#### Problems to work on:
**A.** From the Ted Turner Q&A transcript, return the passage from "MAXWELL: We’ll take" up to and including "days a week.", copied word for word.
**B.** Carry the Ted Turner Q&A transcript forward, starting right after its final line.

Top of Excerpted text

Audience Member 9: Hi Ted. Oliver Chin with Interactive TV Today. I was wondering what your opinion is of interactive television and its growing importance to the cable industry?

TURNER: I think interactive television is great. I want to be able to see what I want to see when I want to see it. But basically, when you’ve got a VCR and videocassettes or a DVD, you can see what you want to see pretty much when you want to see it. If you’ve got cable you can turn the news on any time you want to see it. I don’t particularly care about seeing yesterdays baseball game today, so being able to watch sporting events, but already you can get just about any sporting event if you’ve got the right combination of networks, you can see any game just about that’s being played anywhere in the country. I don’t think it’s that big a deal because we already have pretty much interactive television today. It’ll be a little better… I mean, I don’t really care about seeing the WB show that ran last Monday. I didn’t watch it when it ran on the WB and I ain’t gonna watch it if it’s available 50 goddamn times. It’s still crap as far as I’m concerned. And that goes for CBS, NBC and ABC too. I wasn’t going to buy’em to watch’em; I was going to buy’em to make money on them.

MAXWELL: We’ll take two more questions here.

TURNER: Thank God, we’re getting near the end.

MAXWELL: We’re getting close.

TURNER: Mercifully.

Audience Member 10: I’ll be short winded then. I’m Randy Campbell with Superior Communications. I started my career in Dalton, Georgia in the late ’60s, early ’70s. I remember a station, WTCG that was the first one not to run a test pattern at midnight for the rest of the night.

TURNER: We were the first station to go 24 hours a day 7 days a week.

Bottom of Excerpted text
Top of Data listing

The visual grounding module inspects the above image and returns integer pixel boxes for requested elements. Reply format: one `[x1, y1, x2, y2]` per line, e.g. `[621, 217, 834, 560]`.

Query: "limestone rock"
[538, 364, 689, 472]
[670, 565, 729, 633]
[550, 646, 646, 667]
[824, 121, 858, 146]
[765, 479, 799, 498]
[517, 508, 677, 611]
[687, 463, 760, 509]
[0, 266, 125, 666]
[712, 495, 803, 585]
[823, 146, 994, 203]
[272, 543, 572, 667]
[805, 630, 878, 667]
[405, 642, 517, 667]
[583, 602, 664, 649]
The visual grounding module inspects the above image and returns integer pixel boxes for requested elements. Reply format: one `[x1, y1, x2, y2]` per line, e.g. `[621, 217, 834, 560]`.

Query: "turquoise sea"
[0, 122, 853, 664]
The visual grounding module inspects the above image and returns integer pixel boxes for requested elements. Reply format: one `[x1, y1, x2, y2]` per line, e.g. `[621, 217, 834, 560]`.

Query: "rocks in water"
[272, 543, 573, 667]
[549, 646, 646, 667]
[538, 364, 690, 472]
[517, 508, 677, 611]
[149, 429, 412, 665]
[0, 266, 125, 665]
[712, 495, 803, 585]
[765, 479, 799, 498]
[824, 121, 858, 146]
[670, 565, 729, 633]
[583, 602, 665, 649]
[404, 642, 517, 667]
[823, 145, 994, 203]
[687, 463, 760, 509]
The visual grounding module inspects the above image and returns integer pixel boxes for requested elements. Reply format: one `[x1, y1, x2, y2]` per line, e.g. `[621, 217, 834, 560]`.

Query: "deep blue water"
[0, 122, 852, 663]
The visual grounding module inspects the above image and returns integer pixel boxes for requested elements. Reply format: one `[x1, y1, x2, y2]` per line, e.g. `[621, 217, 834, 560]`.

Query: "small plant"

Bottom of Data listing

#### Exercise results:
**A.**
MAXWELL: We’ll take two more questions here.

TURNER: Thank God, we’re getting near the end.

MAXWELL: We’re getting close.

TURNER: Mercifully.

Audience Member 10: I’ll be short winded then. I’m Randy Campbell with Superior Communications. I started my career in Dalton, Georgia in the late ’60s, early ’70s. I remember a station, WTCG that was the first one not to run a test pattern at midnight for the rest of the night.

TURNER: We were the first station to go 24 hours a day 7 days a week.

**B.**
Audience Member 10: And that was very refreshing when I was in my early 20s to see that and we sold a lot of cable because of it.

TURNER: What’s the question?

Audience Member 10: The question: since you don’t have a job now, you wouldn’t have any conflict of interest, what do you think about maybe running for office?

TURNER: I’ve thought about that and I think I’m probably too burnt out and too old for it. It takes a younger… the last two presidents we’ve had have been much younger men and the last old president we had has got Alzheimer’s. It might give you Alzheimer’s. I can’t remember whether I’ve got Parkinson’s or Alzheimer’s already. Who’s the next question?

Audience Member 10: If you change your mind I’ll vote for you.

TURNER: I ain’t gonna run. I just don’t have the energy to run. If I ran I might get elected and then what am I going to do? I don’t mind going to Washington to lobby, but I don’t want to have to live there. I mean, the White House is only on about 5 acres. That’s too small for me. Camp David is only about a 1000 acres. Too small.

Audience Member 11: Mr. Turner, it seems like a lot of your career was visualizing things that didn’t exist at the time, especially when you were in your 20s as an entrepreneur and went out and created them.

TURNER: Yeah, yeah.

Audience Member 11: If you were starting today as a young entrepreneur, what do you think you might do?

TURNER: Well, I’d have to think about it and look at what all the options were and then decide on what my plan would be. I’d work out a very careful plan, but since I’m not going to do it, I’m thinking about other things that are more relevant to me now at 63. So you have to figure it out yourself. I’m not in the advice business, for Christ’s sake. Send me a check for a hundred grand and I’ll give you a one-liner.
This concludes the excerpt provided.